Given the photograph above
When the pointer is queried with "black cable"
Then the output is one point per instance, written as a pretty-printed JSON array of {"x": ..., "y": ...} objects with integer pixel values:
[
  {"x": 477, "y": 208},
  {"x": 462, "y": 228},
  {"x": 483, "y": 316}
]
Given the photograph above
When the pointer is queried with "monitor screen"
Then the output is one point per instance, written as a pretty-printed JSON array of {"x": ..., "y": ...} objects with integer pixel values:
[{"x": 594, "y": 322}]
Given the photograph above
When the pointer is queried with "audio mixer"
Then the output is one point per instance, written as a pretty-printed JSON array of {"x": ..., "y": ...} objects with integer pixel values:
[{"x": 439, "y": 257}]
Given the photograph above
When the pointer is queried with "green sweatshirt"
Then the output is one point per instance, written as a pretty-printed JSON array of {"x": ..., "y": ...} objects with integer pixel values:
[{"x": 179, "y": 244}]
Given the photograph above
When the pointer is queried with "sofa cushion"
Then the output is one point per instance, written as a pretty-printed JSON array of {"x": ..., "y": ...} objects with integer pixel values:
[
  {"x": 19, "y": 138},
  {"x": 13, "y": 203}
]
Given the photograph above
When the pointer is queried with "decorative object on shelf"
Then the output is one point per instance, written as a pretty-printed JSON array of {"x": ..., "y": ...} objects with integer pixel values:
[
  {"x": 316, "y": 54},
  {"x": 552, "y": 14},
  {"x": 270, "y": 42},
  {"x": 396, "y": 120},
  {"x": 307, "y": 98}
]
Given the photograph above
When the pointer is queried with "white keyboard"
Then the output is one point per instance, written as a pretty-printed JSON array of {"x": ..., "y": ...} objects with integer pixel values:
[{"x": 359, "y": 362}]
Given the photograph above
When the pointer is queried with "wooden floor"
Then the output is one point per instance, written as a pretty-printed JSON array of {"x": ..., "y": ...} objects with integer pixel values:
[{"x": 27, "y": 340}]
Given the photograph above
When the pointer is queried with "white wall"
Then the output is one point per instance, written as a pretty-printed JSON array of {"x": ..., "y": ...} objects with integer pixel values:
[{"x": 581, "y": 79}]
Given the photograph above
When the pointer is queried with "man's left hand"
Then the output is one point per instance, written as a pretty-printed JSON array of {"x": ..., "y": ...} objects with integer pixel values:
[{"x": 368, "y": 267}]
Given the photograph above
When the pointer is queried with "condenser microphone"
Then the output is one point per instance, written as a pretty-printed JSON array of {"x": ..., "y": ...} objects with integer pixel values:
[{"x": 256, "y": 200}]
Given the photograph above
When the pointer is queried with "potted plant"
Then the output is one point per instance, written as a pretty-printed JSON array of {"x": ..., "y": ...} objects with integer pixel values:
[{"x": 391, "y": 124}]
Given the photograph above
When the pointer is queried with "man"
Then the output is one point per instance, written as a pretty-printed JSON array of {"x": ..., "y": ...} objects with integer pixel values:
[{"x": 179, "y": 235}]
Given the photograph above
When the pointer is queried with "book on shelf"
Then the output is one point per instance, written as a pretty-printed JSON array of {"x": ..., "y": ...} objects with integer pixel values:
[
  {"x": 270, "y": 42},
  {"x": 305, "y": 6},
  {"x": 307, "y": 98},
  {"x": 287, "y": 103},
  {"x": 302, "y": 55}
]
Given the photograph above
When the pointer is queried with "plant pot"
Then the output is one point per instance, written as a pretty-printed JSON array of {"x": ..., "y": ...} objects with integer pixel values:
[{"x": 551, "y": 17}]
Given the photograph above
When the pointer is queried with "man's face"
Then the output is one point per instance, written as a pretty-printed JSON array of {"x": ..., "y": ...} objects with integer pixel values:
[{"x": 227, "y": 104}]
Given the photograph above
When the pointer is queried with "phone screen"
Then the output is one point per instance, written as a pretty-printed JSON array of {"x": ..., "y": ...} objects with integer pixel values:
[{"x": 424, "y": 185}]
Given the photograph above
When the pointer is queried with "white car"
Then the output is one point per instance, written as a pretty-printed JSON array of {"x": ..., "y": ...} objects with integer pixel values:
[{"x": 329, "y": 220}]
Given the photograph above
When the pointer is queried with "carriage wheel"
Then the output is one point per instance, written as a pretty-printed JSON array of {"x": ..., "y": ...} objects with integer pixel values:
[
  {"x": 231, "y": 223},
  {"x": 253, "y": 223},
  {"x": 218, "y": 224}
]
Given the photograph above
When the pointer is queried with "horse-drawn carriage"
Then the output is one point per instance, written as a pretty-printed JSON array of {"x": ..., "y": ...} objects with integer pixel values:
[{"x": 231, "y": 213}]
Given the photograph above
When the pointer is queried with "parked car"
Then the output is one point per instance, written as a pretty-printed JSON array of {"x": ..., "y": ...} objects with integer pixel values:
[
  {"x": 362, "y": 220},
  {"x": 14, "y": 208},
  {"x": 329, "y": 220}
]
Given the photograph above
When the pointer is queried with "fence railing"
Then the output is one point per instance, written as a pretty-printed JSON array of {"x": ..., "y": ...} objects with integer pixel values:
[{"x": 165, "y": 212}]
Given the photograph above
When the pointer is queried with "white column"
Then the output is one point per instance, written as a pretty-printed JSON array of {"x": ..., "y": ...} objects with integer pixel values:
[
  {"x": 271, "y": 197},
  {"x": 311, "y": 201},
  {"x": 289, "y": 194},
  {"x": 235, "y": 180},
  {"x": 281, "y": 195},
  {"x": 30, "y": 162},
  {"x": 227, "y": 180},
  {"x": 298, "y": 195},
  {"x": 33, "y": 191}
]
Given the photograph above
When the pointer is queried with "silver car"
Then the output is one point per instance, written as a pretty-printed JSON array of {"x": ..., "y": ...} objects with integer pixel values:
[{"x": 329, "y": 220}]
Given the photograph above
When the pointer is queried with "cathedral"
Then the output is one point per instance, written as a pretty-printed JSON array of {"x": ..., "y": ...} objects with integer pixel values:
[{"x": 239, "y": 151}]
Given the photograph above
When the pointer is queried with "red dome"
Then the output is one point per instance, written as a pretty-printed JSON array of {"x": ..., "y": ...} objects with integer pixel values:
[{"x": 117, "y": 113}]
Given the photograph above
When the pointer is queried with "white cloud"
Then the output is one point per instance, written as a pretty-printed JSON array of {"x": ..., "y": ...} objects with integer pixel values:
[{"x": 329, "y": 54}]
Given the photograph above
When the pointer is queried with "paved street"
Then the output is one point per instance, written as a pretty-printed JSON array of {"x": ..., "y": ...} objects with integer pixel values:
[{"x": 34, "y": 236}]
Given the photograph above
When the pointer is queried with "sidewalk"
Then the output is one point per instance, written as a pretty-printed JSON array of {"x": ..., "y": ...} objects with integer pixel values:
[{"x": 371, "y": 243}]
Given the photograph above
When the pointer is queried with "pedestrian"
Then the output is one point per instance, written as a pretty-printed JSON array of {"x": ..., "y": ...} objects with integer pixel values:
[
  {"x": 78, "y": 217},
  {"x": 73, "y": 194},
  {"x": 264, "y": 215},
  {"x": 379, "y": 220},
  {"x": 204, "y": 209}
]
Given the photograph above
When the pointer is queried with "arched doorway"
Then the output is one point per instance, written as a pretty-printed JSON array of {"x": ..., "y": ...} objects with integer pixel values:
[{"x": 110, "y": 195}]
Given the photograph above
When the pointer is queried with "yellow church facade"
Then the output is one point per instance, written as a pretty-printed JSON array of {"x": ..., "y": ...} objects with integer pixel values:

*-*-*

PROBLEM STATEMENT:
Copy out each line exactly as written.

TASK RESPONSE:
Given the photograph above
When the pointer is queried with "black cable"
Then the output is one point per instance, written as a pretty-printed JSON array of {"x": ..., "y": ...} objects with integer pixel values:
[
  {"x": 477, "y": 208},
  {"x": 462, "y": 228},
  {"x": 483, "y": 316}
]
Given the photograph above
When the pointer is queried with "monitor screen"
Then the output is one point per instance, written as a pretty-printed JSON array of {"x": ..., "y": ...} objects with integer pixel values:
[{"x": 594, "y": 322}]
Given the photograph above
When the pointer is queried with "audio mixer"
Then the output is one point per instance, written as a pretty-printed JSON array of {"x": ..., "y": ...} objects with integer pixel values:
[{"x": 439, "y": 257}]
Given the photograph above
When the pointer is queried with "green sweatshirt"
Then the output is one point per instance, written as a pretty-printed JSON array of {"x": ..., "y": ...} objects with integer pixel values:
[{"x": 179, "y": 244}]
Given the photograph above
When the pointer is queried with "sofa cushion"
Then the output is one point per instance, written as a pretty-printed JSON array of {"x": ..., "y": ...} objects with integer pixel values:
[
  {"x": 19, "y": 138},
  {"x": 13, "y": 203}
]
Given the photograph above
When the pointer is queried with "decorative object on shelf"
Then the output is one point per instance, written as a pretty-printed JSON array of {"x": ..., "y": ...} objects with integer pixel values:
[
  {"x": 316, "y": 54},
  {"x": 552, "y": 14},
  {"x": 270, "y": 42},
  {"x": 396, "y": 120},
  {"x": 307, "y": 98}
]
Given the photograph above
When the pointer is queried with "white keyboard"
Then the output is one point per instance, written as a pretty-printed JSON array of {"x": ..., "y": ...} objects with integer pixel values:
[{"x": 359, "y": 362}]
Given the photograph above
When the pointer is queried with "wooden floor"
Then the output is one point per instance, written as a pretty-printed JSON array of {"x": ..., "y": ...} objects with integer pixel values:
[{"x": 27, "y": 340}]
Given the photograph above
When the pointer is queried with "white wall"
Then the output is one point per instance, written as a pretty-printed JSON array of {"x": ..., "y": ...} objects with integer pixel values:
[{"x": 581, "y": 79}]
Given the photograph above
When the pointer is queried with "man's left hand"
Then the output is one point per instance, written as a pretty-printed JSON array of {"x": ..., "y": ...} objects with integer pixel values:
[{"x": 368, "y": 267}]
Given the photograph above
When the pointer is queried with "condenser microphone"
Then the output is one point per instance, written as a pretty-printed JSON array of {"x": ..., "y": ...} objects with integer pixel values:
[{"x": 256, "y": 200}]
Given the photograph above
When the pointer is queried with "potted plant"
Then the output is one point per instance, written as a pretty-printed JSON array of {"x": ..., "y": ...} objects with integer pixel values:
[{"x": 391, "y": 124}]
Given the photograph above
When the pointer is queried with "man"
Then the output is one point per instance, written as a pretty-printed JSON array of {"x": ..., "y": ...} objects with integer pixel values:
[{"x": 179, "y": 235}]
Given the photograph above
When the pointer is queried with "book on shelf"
Then the output is one point per instance, written as a pretty-printed JSON array of {"x": ..., "y": ...} objects with integer pixel values:
[
  {"x": 270, "y": 42},
  {"x": 305, "y": 6},
  {"x": 307, "y": 98},
  {"x": 287, "y": 103},
  {"x": 302, "y": 55}
]
Given the photograph above
When the pointer is queried with "plant pot"
Then the output is one point per instance, written as a pretty-printed JSON array of {"x": ..., "y": ...} objects with integer pixel values:
[{"x": 551, "y": 17}]
Given the photograph above
When the pointer is queried with "man's face"
Then the output is one point per instance, written as a pretty-printed JSON array of {"x": ..., "y": ...} objects with integer pixel values:
[{"x": 227, "y": 104}]
Given the photograph above
When the pointer is queried with "phone screen"
Then the output is one point per instance, written as a pretty-printed JSON array of {"x": ..., "y": ...} objects with integer pixel values:
[{"x": 424, "y": 185}]
Given the photograph above
When the pointer is queried with "white car"
Then the output is one point per instance, written as a pretty-printed JSON array of {"x": ..., "y": ...} objects with integer pixel values:
[{"x": 329, "y": 220}]
Given the photograph above
When the pointer is queried with "carriage wheel"
Then the output is one point per instance, written as a pretty-printed JSON array of {"x": ..., "y": ...} objects with integer pixel values:
[
  {"x": 231, "y": 223},
  {"x": 253, "y": 223},
  {"x": 218, "y": 224}
]
Given the photograph above
When the pointer is queried with "horse-drawn carriage"
Then the output is one point per instance, written as a pretty-printed JSON array of {"x": ..., "y": ...} objects with integer pixel values:
[{"x": 231, "y": 213}]
Given the photograph above
When the pointer is queried with "parked car"
Then the output is one point per instance, written as a pretty-printed JSON array of {"x": ..., "y": ...} objects with integer pixel values:
[
  {"x": 362, "y": 220},
  {"x": 14, "y": 208},
  {"x": 329, "y": 220}
]
Given the photograph above
When the pointer is queried with "fence railing"
Then the output is one point per instance, written as a pretty-printed JSON array of {"x": ..., "y": ...} objects with integer pixel values:
[{"x": 165, "y": 212}]
Given the photograph above
When the pointer is queried with "white column"
Then the output is one point per instance, written as a pretty-printed JSON array of {"x": ..., "y": ...} objects with integer pixel values:
[
  {"x": 271, "y": 197},
  {"x": 311, "y": 201},
  {"x": 289, "y": 194},
  {"x": 235, "y": 180},
  {"x": 281, "y": 195},
  {"x": 30, "y": 162},
  {"x": 227, "y": 180},
  {"x": 298, "y": 195},
  {"x": 33, "y": 191}
]
Given the photograph above
When the pointer is queried with "silver car"
Then the output is one point per instance, written as a pretty-printed JSON array of {"x": ..., "y": ...} objects with integer pixel values:
[{"x": 329, "y": 220}]
Given the photograph above
When the pointer is queried with "cathedral"
Then the output is one point per instance, written as a pretty-printed JSON array of {"x": ..., "y": ...} objects with integer pixel values:
[{"x": 239, "y": 151}]
Given the photograph above
When the pointer is queried with "red dome"
Then the output is one point per instance, written as a pretty-printed JSON array of {"x": ..., "y": ...} objects with integer pixel values:
[{"x": 117, "y": 113}]
Given the photograph above
When the pointer is queried with "white cloud"
Then the output is one point per instance, written as a pretty-printed JSON array of {"x": ..., "y": ...} objects with integer pixel values:
[{"x": 329, "y": 54}]
Given the photograph above
When the pointer is queried with "paved street"
Then the output is one point per instance, written as a pretty-printed JSON array of {"x": ..., "y": ...} objects with integer pixel values:
[{"x": 34, "y": 236}]
Given the photograph above
When the pointer is queried with "sidewalk"
Then the output is one point per instance, written as a pretty-printed JSON array of {"x": ..., "y": ...} objects with integer pixel values:
[{"x": 371, "y": 243}]
Given the photograph above
When the pointer is queried with "pedestrian"
Then the output is one point per instance, written as a pretty-printed JSON array of {"x": ..., "y": ...} objects with integer pixel values:
[
  {"x": 78, "y": 217},
  {"x": 73, "y": 194},
  {"x": 264, "y": 215},
  {"x": 379, "y": 220},
  {"x": 204, "y": 209}
]
Given the photograph above
When the pointer is queried with "arched doorway"
Then the output is one point per instance, written as a pretty-printed JSON array of {"x": ..., "y": ...} objects with integer pixel values:
[{"x": 110, "y": 195}]
Given the photograph above
When the pointer is queried with "yellow church facade"
Then the output is one point per instance, written as a pretty-printed JSON array of {"x": ..., "y": ...} objects with integer pixel values:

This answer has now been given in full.